**Supplied passage:**
-- begin --

Image source: Caterpillar.

Caterpillar (NYSE:CAT) is a giant in the industrial sector, with the company having been a component of the Dow Jones Industrials (DJINDICES:^DJI) for almost a quarter-century. Yet as an industrial company, Caterpillar is particularly sensitive to the ups and downs of the global economy, and tough conditions in the key customer groups it serves have sent the heavy-equipment maker's stock into a downward dive over the past year. As investors get ready for Caterpillar's third-quarter earnings report on Thursday, most expect another set of ugly financials from the company, including big drops in sales and earnings. Let's take a closer look at Caterpillar and what it's likely to say in its quarterly report later this week.

Stats on Caterpillar

Analyst EPS Estimate

$0.78

Change From Year-Ago EPS

(55%)

Revenue Estimate

$11.25 billion

Change From Year-Ago Revenue

(17%)

Earnings Beats in Past 4 Quarters

2

Data source: Yahoo! Finance.

When will Caterpillar's earnings stop falling?
Investors have grown even more downbeat about the prospects for Caterpillar earnings in recent months, cutting their third-quarter estimates by nearly a quarter and cutting almost $1 per share from their full-year 2016 projections. The stock has also continued to deteriorate, with declines of 17% since mid-July.

Caterpillar's second-quarter results got the company off to a poor start, with ongoing signs that showed no end in sight to the heavy-equipment maker's struggles. Revenue fell a worse-than-expected 13%, and net income fell almost 30% as Caterpillar fought against tough conditions throughout every geographical area and in all of its major business segments.

Caterpillar's woes have stemmed from a sequence of setbacks for its primary customer base. Declining infrastructure and construction spending in emerging-market nations started the slide, and poor performance in the commodities market then added the mining industry to the list of negative factors affecting Caterpillar's results. In the past year, the plunge in crude oil prices has added the energy sector to the list of industries cutting back on capital spending, and Caterpillar hasn't yet been able to navigate through the confluence of downward business cycles to find a clear path to a recovery.

-- end --

**Dataset rows:**
-- begin --

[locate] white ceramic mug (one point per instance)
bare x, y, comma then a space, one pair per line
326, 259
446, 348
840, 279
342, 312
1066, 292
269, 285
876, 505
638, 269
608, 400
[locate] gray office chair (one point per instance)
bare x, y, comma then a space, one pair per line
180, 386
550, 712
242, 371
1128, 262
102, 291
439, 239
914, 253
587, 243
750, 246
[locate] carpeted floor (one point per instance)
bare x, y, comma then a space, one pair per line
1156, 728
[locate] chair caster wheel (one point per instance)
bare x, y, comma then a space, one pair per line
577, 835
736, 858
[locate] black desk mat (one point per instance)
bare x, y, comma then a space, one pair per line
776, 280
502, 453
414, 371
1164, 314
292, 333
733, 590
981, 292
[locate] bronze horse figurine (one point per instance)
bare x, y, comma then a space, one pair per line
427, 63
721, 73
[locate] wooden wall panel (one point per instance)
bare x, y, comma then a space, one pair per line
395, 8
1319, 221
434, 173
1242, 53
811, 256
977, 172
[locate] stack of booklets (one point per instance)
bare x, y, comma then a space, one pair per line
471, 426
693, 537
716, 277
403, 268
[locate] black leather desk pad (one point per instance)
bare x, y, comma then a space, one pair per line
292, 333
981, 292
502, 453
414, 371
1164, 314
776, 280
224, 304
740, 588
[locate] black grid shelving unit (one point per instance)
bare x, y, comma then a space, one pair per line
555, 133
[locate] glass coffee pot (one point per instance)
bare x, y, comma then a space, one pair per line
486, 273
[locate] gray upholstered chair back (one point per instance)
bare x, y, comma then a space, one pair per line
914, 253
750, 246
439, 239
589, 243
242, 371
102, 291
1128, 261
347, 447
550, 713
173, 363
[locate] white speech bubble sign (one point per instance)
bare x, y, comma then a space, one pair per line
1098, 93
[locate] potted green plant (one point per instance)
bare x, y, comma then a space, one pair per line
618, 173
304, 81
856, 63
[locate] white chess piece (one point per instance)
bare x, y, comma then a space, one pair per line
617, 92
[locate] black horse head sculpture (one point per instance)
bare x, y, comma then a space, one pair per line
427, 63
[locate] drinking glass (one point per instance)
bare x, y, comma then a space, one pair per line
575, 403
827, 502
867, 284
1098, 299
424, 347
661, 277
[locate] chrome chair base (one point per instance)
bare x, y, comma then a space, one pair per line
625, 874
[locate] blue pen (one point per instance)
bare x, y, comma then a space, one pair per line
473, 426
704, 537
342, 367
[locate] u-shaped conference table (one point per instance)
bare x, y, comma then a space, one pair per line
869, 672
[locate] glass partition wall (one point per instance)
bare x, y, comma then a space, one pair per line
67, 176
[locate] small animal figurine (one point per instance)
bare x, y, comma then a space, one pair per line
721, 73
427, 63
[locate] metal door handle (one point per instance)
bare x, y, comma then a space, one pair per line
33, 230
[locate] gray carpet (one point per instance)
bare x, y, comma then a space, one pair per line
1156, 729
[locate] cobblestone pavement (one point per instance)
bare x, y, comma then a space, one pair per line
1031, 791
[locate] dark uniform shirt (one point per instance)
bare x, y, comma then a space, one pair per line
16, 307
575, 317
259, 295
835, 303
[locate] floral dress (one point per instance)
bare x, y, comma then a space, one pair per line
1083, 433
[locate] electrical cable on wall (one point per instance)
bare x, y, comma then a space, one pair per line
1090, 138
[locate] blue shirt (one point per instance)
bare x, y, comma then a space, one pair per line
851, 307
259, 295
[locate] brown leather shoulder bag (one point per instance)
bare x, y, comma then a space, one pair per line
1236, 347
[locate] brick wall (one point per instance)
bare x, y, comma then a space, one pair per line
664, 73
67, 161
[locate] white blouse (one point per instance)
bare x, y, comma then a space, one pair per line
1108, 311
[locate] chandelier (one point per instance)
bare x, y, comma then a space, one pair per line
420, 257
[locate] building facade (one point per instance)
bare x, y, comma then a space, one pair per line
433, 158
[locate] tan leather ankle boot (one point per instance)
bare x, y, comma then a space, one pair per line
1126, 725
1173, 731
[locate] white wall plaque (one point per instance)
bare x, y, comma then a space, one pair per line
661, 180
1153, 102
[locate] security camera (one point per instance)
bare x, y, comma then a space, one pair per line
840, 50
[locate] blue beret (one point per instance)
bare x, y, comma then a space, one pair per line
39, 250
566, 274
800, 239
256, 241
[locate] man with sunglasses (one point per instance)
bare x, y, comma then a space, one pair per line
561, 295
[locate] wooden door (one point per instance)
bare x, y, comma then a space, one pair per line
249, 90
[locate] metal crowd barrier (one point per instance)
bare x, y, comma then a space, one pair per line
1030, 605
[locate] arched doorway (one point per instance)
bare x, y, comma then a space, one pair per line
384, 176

-- end --

**Written problem 1:**
Using the Caterpillar article, answer each question briefly.
(a) What revenue estimate is listed for the third quarter?
(b) By what percentage has the stock declined since mid-July?
(c) By what percentage did second-quarter revenue fall?
**Written problem 2:** Write the next few paragraphs of the Caterpillar article, beginning immediately after its final sentence.
The items are distinct from the Caterpillar article and do not form part of it.

**Exercise response 1:**
(a) $11.25 billion
(b) 17%
(c) 13%

**Exercise response 2:**
Moreover, bad news from across the industry shows that the problems don't just lie with Caterpillar itself. Last week, industrial conglomerate Manitowoc (NYSE:MTW) slashed its profit expectations for the quarter and now expects its quarterly earnings to fall by more than 90% year over year. Manitowoc blamed its crane-building segment for the reduction in its guidance, pointing to poor conditions in Asia and the Middle East in saying that it now expects crane-related revenue to fall 15% to 20% this year compared to 2014. Given that the same customers who buy Manitowoc's cranes often are in the market for the other types of heavy equipment that Caterpillar provides, the news suggested that Caterpillar could see further declines this quarter as well.

Still, Caterpillar isn't giving up on its efforts to bounce back. Aggressive restructuring efforts announced earlier this month will include cutting 4,000 to 5,000 jobs as well as streamlining operations to find cost savings throughout the company. With a goal of cutting $1.5 billion in annual expenses, Caterpillar hopes that it can improve its margins even as overall revenue continues to fall. Only in that way can Caterpillar slow the troubling declines that it has seen on its bottom line and reassure investors that it can respond effectively to cyclical downturns.

In Caterpillar's earnings report, investors need to keep a close eye on the implementation of this restructuring plan to see how quickly it can start to contribute to its financial results. Most investors expect Caterpillar's sales and earnings to fall again in 2016, so the hurdle for Caterpillar's results to overcome will be relatively low. Nevertheless, after seeing shares fall by more than a third, hard-hit shareholders will want evidence that Caterpillar can become great again. Given how many government around the world are working as hard as they can to bolster their own economies, though, it's far from a foregone conclusion that Caterpillar will be able to accelerate its recovery and get the stock moving back in the right direction in the near future.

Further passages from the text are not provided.